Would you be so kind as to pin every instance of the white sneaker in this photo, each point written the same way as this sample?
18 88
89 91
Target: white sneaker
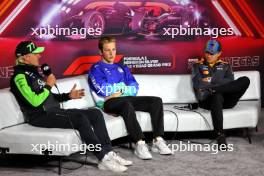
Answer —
108 164
113 156
142 151
161 147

→ **Work to complete**
Copy out every line of the items above, request lines included, but shift each coordinate in the answers up by 19 and leave the sample points in the requests as they are. Omit the pictures.

→ **Task result**
Would you be so kind as to pin every instance of the white sneaker in this photo, each point written the same way as this sample?
18 88
89 91
Target: white sneaker
Answer —
127 183
132 175
161 170
180 166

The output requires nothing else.